# [Problem to work on]
Reproduce the rows below word for word, starting at the very beginning and ending with the line that contains "xmin=190 ymin=298 xmax=327 ymax=532", including that line.

■ ■ ■ ■ ■ ■ ■

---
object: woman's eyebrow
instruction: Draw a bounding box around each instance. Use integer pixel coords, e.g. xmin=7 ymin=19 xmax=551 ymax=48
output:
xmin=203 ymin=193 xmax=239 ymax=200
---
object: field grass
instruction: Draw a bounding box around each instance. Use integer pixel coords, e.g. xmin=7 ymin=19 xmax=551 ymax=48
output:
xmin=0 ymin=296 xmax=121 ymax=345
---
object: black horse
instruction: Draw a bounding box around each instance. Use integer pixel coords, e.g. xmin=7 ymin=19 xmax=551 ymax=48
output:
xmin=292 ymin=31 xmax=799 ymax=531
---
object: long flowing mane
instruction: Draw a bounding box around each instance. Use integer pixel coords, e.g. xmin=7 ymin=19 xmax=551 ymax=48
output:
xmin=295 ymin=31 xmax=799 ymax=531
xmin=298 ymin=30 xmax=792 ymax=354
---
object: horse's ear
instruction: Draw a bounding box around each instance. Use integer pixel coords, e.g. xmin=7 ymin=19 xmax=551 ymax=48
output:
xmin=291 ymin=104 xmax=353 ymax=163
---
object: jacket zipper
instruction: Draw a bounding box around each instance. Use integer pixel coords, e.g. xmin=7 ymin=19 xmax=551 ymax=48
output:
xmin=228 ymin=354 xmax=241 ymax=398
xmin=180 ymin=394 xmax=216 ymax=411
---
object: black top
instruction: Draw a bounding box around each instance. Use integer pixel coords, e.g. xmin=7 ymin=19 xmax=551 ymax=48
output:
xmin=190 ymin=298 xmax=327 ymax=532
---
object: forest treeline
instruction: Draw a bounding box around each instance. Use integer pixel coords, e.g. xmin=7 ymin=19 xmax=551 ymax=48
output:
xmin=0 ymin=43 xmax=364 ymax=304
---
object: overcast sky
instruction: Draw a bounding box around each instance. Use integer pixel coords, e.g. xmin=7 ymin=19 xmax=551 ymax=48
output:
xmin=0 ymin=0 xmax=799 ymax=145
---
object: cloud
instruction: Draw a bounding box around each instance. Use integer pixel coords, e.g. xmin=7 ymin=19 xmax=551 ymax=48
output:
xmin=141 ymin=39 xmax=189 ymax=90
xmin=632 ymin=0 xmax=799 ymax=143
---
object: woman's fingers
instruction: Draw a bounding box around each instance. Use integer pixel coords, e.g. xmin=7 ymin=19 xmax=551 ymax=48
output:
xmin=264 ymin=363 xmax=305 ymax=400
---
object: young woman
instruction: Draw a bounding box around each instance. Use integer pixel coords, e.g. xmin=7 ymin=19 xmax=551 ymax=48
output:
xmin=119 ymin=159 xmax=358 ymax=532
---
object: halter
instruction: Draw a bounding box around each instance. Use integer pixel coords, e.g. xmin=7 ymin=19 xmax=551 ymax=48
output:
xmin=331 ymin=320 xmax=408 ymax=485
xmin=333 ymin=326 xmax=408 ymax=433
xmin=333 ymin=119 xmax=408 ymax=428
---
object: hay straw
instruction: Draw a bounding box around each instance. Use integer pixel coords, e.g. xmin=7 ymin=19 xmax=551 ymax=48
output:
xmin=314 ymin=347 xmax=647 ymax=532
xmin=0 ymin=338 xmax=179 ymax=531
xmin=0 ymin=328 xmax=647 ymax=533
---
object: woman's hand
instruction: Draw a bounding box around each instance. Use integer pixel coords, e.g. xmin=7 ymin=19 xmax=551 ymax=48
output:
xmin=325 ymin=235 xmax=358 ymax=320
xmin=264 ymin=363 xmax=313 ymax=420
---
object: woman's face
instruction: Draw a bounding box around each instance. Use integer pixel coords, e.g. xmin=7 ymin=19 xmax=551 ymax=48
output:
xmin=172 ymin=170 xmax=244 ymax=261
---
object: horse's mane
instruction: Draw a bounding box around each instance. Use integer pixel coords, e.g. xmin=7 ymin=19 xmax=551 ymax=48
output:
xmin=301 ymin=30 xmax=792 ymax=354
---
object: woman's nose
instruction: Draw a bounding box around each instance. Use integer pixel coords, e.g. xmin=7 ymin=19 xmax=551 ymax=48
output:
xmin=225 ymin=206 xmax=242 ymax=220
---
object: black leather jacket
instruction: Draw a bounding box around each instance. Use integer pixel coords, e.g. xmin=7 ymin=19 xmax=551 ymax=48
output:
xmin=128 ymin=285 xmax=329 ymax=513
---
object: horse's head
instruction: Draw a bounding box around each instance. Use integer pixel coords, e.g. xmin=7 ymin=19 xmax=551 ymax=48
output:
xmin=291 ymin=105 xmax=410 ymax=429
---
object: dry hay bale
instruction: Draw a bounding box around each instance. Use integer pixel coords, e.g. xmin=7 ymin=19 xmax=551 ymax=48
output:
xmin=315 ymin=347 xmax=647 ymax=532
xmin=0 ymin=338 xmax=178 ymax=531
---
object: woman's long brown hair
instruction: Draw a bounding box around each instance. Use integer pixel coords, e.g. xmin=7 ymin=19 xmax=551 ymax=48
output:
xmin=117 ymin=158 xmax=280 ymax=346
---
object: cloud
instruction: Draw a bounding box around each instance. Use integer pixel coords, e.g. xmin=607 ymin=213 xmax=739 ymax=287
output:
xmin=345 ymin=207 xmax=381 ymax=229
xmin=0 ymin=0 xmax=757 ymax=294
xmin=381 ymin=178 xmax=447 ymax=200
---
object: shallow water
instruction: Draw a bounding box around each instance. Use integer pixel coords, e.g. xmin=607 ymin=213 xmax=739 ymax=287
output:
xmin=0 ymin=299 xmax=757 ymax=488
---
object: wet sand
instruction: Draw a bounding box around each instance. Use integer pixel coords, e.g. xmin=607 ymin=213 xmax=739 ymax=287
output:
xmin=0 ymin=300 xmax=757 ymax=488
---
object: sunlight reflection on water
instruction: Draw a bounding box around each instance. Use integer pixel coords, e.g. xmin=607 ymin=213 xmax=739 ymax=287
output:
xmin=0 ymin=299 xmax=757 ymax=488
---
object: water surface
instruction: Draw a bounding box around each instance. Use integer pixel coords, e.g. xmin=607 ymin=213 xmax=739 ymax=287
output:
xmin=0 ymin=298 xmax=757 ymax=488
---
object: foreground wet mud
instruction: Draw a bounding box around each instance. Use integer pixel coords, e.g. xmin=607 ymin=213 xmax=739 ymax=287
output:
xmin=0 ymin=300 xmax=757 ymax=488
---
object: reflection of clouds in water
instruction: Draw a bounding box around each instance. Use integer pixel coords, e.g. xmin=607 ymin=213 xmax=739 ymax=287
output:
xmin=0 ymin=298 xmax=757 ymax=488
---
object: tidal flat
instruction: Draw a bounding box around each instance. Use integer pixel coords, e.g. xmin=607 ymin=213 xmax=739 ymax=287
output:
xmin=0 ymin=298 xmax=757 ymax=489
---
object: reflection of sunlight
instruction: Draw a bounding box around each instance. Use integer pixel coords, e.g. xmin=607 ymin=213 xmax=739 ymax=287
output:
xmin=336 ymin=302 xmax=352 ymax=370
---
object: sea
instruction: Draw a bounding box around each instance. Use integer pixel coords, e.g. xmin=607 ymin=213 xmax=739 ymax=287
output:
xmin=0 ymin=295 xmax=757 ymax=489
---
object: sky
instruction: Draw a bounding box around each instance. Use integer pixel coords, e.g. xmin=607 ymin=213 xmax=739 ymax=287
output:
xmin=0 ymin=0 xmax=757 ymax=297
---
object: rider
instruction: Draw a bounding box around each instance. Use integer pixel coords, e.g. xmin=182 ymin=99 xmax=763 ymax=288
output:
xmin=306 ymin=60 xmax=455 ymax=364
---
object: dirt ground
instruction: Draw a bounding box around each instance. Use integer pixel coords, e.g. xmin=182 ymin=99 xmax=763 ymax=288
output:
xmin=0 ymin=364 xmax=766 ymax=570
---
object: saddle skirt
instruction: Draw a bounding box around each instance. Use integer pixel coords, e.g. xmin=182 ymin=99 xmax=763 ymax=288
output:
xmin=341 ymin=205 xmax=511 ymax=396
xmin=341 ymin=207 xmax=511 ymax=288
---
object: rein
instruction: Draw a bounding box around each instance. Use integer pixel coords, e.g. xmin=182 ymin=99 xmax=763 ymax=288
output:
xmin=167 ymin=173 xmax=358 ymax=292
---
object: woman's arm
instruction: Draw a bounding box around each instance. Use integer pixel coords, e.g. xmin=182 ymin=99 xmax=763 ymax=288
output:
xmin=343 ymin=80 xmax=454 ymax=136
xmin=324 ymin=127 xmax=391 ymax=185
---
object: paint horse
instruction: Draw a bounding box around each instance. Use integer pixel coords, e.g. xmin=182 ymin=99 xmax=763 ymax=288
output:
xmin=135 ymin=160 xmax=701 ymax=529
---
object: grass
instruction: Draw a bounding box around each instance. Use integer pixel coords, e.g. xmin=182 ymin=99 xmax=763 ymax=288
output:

■ ■ ■ ■ ■ ■ ■

# [Exercise response]
---
object: woman's eyebrow
instruction: Draw a bounding box around each instance. Use integer pixel coords, e.g. xmin=7 ymin=19 xmax=551 ymax=48
output:
xmin=203 ymin=193 xmax=239 ymax=200
---
object: field grass
instruction: Draw a bounding box around each instance. Use integer pixel coords, e.g. xmin=7 ymin=19 xmax=551 ymax=48
output:
xmin=0 ymin=296 xmax=121 ymax=345
---
object: black horse
instruction: Draw a bounding box around each instance. Use integer pixel coords, e.g. xmin=7 ymin=19 xmax=551 ymax=48
output:
xmin=292 ymin=31 xmax=799 ymax=531
---
object: long flowing mane
instruction: Draw a bounding box around each instance. Use integer pixel coords, e.g. xmin=7 ymin=19 xmax=551 ymax=48
output:
xmin=295 ymin=31 xmax=799 ymax=531
xmin=298 ymin=30 xmax=792 ymax=354
---
object: horse's ear
instruction: Draw a bounding box around each instance. Use integer pixel coords, e.g. xmin=7 ymin=19 xmax=551 ymax=48
output:
xmin=291 ymin=104 xmax=353 ymax=163
---
object: jacket zipper
instruction: Draw a bounding box around each instance. Use integer pixel coords, e.g. xmin=7 ymin=19 xmax=551 ymax=48
output:
xmin=228 ymin=354 xmax=241 ymax=398
xmin=180 ymin=394 xmax=216 ymax=411
---
object: black top
instruction: Draw a bounding box around each instance. Use integer pixel coords, e.g. xmin=7 ymin=19 xmax=551 ymax=48
output:
xmin=190 ymin=298 xmax=327 ymax=532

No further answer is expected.